> **Exercise details**
Copy out all of the entries exactly as they appear.

Region pointing data:
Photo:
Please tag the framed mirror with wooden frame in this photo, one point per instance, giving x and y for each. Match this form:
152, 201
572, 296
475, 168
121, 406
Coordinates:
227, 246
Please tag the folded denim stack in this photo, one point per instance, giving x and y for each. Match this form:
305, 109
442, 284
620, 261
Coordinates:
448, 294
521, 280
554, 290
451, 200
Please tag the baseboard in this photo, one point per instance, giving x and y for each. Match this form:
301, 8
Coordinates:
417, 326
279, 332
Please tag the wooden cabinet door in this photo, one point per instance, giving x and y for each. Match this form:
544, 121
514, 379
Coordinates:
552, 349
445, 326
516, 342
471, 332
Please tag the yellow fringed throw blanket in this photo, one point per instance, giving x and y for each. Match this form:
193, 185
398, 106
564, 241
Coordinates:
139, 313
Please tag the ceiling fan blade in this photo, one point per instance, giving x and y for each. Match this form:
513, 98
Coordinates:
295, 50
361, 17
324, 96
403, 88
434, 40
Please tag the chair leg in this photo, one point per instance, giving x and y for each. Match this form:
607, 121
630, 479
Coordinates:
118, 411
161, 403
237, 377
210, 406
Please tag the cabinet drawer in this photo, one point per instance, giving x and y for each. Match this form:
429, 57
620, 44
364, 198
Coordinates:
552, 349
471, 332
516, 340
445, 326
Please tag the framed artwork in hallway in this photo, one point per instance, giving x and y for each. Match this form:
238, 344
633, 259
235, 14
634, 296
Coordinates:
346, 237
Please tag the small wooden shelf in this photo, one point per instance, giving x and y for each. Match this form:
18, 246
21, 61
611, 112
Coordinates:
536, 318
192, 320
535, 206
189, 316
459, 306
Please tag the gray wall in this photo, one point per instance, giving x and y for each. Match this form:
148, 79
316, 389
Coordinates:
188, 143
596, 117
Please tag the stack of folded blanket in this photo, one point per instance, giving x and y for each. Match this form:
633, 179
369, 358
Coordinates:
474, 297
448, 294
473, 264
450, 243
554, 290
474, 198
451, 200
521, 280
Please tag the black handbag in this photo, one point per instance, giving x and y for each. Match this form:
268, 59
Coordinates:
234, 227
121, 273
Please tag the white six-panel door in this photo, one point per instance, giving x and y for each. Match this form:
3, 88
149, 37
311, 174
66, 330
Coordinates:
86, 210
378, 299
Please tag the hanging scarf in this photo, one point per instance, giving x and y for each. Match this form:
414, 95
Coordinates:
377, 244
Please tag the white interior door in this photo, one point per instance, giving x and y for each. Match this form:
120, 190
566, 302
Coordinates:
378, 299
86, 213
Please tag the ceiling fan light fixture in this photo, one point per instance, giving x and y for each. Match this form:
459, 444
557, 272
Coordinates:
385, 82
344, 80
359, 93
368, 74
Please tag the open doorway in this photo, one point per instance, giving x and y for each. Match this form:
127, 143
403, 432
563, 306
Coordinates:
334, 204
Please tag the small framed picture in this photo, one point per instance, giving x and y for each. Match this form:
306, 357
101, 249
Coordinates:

> **Solution**
Photo:
Please tag the framed mirror with wooden frame in this photo, one point per instance, giving x and y for each. Match this form:
152, 201
572, 296
475, 168
121, 406
Coordinates:
227, 246
Please tag the folded denim stack in this photo, one point per instance, giving x and y for each. Match this form:
305, 109
442, 284
620, 261
Coordinates:
448, 294
521, 280
554, 290
451, 200
Please tag the baseboard in this photo, one point per instance, giving x and y for each. Match this form:
301, 8
Coordinates:
417, 326
279, 332
Please tag the wooden cabinet door in this photo, one point per instance, giving x and y for each. Match this form:
544, 121
514, 379
Coordinates:
552, 349
445, 326
516, 342
471, 332
Please tag the yellow fringed throw blanket in this photo, one point per instance, giving x and y for each. Match this form:
193, 185
398, 106
564, 241
Coordinates:
139, 313
Please tag the ceiling fan blade in this photo, one point per instance, giving x and y for each. Match this form:
513, 98
Coordinates:
295, 50
361, 17
324, 96
403, 88
434, 40
Please tag the chair leg in this photo, one point per instance, giving x and y for each. Match this form:
607, 121
630, 479
Coordinates:
118, 411
161, 403
237, 377
210, 406
Please tag the cabinet drawer in this photo, one point per instance, giving x and y for each. Match this form:
429, 57
620, 44
364, 198
Coordinates:
552, 349
471, 332
516, 340
445, 326
Please tag the framed artwork in hallway in this photo, one point per instance, giving x and y for each. Match this form:
238, 344
633, 259
235, 14
634, 296
Coordinates:
346, 237
Please tag the small wooden shelf in this photo, one point per instance, giving x and y for each. Match this form:
18, 246
21, 61
611, 112
Coordinates:
536, 318
192, 320
535, 206
189, 316
459, 306
Please tag the gray wall in this photo, one point per instance, giving x and y for each. Match this form:
148, 79
316, 389
Coordinates:
188, 143
596, 117
Please tag the stack of folded blanket in this photo, one point per instance, giving x and y for each. Match this form:
633, 179
369, 358
Coordinates:
474, 297
448, 294
473, 264
450, 243
554, 290
474, 198
451, 200
521, 280
Please tag the black handbag in this photo, one point per instance, giving x and y for each. Match this form:
268, 59
Coordinates:
234, 227
121, 273
Please tag the white six-panel door in this photo, one point per instance, giving x and y for each. Match this form:
3, 88
149, 37
311, 174
66, 330
Coordinates:
86, 210
378, 299
Please tag the hanging scarf in this photo, one point per instance, giving x and y for each. Match this form:
414, 95
Coordinates:
377, 244
Please tag the white interior door in this photo, one point per instance, giving x and y for each. Match this form:
120, 190
566, 302
Coordinates:
378, 299
86, 213
Please tag the ceiling fan light fixture in this photo, one point per instance, giving x and y for each. Match this form:
459, 444
557, 272
Coordinates:
385, 82
344, 80
359, 93
368, 74
Please tag the open doorway in this photo, one point per instance, giving x and y for each. Match this form:
127, 143
403, 432
563, 306
Coordinates:
334, 204
Please tag the small framed picture in this photo, one point per instance, giving x and y for each. Match this form:
306, 357
101, 249
Coordinates:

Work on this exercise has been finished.